Objective -> Render every row below as a numbered list, omitting blank lines.

Material for the task ->
--- BEGIN ---

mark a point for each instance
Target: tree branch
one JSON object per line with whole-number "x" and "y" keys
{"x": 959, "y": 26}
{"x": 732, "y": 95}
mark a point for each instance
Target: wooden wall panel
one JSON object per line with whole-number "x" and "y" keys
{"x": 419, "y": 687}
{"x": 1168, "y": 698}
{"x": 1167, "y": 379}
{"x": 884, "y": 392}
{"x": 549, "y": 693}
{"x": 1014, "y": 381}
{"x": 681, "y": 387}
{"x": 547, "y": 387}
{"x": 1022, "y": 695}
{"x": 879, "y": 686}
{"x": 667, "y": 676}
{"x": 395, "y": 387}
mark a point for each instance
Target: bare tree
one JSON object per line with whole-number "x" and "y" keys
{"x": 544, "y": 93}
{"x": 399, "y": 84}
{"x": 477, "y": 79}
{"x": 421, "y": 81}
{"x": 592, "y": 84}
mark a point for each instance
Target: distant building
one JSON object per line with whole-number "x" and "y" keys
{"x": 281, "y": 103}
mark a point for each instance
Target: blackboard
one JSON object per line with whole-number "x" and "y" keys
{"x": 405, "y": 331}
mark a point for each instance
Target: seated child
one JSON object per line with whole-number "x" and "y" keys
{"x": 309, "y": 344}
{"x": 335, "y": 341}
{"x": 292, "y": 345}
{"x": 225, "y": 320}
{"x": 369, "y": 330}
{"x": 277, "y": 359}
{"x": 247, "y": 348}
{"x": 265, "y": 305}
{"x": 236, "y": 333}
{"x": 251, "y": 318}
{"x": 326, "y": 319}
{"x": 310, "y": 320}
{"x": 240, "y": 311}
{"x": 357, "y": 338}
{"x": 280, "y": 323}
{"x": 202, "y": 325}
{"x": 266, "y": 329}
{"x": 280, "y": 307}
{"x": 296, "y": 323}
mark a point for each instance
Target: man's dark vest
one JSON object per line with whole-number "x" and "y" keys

--- END ---

Result for this exercise ->
1. mark a point for each instance
2. Target: tree branch
3. one JSON object per line with whole-number "x" and "y" keys
4. {"x": 959, "y": 26}
5. {"x": 732, "y": 95}
6. mark a point for each instance
7. Target: wooden wall panel
8. one JSON object per line with whole-number "x" and "y" keys
9. {"x": 419, "y": 687}
10. {"x": 1168, "y": 698}
11. {"x": 1167, "y": 379}
12. {"x": 884, "y": 392}
13. {"x": 549, "y": 693}
14. {"x": 1014, "y": 381}
15. {"x": 681, "y": 387}
16. {"x": 547, "y": 387}
17. {"x": 1022, "y": 695}
18. {"x": 879, "y": 686}
19. {"x": 667, "y": 676}
20. {"x": 395, "y": 387}
21. mark a point for each instance
22. Target: bare tree
23. one JSON object per line with whole-number "x" and "y" keys
24. {"x": 544, "y": 93}
25. {"x": 399, "y": 84}
26. {"x": 477, "y": 79}
27. {"x": 421, "y": 81}
28. {"x": 592, "y": 84}
29. mark a point for each instance
30. Target: distant building
31. one JSON object per line with whole-number "x" and "y" keys
32. {"x": 281, "y": 103}
33. mark a point for each instance
34. Target: blackboard
35. one JSON object per line with whole-number "x" and "y" keys
36. {"x": 405, "y": 331}
37. mark a point for each instance
38. Target: seated child
39. one JSON object per line with whole-number "x" and "y" keys
40. {"x": 309, "y": 344}
41. {"x": 335, "y": 341}
42. {"x": 292, "y": 345}
43. {"x": 225, "y": 320}
44. {"x": 369, "y": 330}
45. {"x": 277, "y": 359}
46. {"x": 247, "y": 348}
47. {"x": 265, "y": 305}
48. {"x": 236, "y": 333}
49. {"x": 251, "y": 318}
50. {"x": 326, "y": 319}
51. {"x": 310, "y": 320}
52. {"x": 240, "y": 311}
53. {"x": 357, "y": 338}
54. {"x": 280, "y": 323}
55. {"x": 202, "y": 325}
56. {"x": 266, "y": 329}
57. {"x": 280, "y": 307}
58. {"x": 296, "y": 323}
59. mark a point for each instance
60. Target: man's dark vest
61. one JSON object per line with whole-number "x" and "y" keys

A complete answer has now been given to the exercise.